- [Raw data]
%%

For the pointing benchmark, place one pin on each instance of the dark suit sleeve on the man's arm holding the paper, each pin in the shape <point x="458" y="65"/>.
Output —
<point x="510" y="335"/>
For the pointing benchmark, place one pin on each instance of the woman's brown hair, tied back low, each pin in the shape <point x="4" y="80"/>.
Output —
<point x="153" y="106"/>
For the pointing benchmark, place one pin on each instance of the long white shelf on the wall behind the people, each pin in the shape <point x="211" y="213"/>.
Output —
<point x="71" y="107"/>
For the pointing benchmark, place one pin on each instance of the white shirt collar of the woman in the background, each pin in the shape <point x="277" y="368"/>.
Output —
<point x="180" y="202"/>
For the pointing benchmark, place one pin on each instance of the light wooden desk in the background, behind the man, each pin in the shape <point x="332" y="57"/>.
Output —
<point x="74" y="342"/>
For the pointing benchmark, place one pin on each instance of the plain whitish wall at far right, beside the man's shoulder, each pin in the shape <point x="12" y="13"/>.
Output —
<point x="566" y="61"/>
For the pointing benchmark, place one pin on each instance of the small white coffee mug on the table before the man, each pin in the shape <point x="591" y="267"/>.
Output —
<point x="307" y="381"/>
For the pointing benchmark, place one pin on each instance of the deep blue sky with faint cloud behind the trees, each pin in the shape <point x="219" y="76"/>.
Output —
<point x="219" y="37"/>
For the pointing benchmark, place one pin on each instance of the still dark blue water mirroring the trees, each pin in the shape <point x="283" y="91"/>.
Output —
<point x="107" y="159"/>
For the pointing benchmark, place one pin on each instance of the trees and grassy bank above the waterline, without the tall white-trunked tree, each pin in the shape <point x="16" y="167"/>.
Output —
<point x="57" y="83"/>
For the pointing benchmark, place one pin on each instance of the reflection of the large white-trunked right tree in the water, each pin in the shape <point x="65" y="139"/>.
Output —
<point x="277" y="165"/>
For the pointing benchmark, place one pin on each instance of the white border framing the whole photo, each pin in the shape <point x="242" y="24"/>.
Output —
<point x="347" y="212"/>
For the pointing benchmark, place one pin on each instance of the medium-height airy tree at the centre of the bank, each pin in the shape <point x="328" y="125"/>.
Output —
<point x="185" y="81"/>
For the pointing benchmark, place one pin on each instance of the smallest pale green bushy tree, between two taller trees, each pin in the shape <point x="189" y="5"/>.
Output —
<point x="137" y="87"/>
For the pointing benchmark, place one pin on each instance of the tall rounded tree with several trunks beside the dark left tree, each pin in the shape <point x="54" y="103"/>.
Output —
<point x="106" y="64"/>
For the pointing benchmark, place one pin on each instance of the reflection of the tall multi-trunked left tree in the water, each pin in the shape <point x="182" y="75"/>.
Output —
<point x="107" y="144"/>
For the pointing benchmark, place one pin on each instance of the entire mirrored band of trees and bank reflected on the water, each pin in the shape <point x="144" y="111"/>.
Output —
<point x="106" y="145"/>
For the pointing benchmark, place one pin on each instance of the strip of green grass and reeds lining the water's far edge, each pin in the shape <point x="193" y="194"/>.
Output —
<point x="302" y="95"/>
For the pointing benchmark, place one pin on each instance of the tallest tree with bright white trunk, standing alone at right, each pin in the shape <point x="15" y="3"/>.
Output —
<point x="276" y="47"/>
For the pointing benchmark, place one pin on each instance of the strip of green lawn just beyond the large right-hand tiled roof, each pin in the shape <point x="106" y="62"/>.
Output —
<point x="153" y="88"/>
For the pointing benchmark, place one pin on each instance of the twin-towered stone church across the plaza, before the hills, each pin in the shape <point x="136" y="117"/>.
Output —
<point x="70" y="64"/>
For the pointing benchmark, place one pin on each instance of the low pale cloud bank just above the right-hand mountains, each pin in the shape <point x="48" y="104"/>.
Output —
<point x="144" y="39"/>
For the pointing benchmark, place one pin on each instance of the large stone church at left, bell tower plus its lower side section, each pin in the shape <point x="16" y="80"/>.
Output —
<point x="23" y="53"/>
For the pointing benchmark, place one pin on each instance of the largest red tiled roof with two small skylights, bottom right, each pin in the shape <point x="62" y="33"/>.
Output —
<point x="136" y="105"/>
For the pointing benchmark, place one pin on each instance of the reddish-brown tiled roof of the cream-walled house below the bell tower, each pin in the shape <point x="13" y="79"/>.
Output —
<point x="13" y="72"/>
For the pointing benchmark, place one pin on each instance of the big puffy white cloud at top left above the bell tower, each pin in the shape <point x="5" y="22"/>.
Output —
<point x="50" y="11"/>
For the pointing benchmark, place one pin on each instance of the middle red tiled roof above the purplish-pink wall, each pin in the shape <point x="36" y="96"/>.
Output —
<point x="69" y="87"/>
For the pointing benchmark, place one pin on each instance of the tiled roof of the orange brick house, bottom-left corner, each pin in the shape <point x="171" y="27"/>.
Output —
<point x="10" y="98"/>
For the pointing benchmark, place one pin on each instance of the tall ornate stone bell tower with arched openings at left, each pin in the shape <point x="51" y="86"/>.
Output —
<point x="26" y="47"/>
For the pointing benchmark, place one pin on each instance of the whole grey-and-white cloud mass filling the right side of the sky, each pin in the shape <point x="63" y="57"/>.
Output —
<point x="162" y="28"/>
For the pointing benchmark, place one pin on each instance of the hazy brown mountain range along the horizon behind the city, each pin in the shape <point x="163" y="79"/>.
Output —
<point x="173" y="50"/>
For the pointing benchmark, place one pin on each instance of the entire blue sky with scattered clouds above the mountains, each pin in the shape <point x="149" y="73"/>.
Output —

%%

- [Task objective] Scan the records for the string "behind" and show every line that contains it.

- [Exercise solution]
For the pointing benchmark, place one pin on each instance of the long white shelf on the wall behind the people, each pin in the shape <point x="211" y="213"/>.
For the pointing benchmark, place one pin on each instance of the light wooden desk in the background, behind the man, each pin in the shape <point x="332" y="57"/>.
For the pointing benchmark, place one pin on each instance of the deep blue sky with faint cloud behind the trees, each pin in the shape <point x="219" y="76"/>.
For the pointing benchmark, place one pin on each instance of the hazy brown mountain range along the horizon behind the city, each pin in the shape <point x="163" y="79"/>.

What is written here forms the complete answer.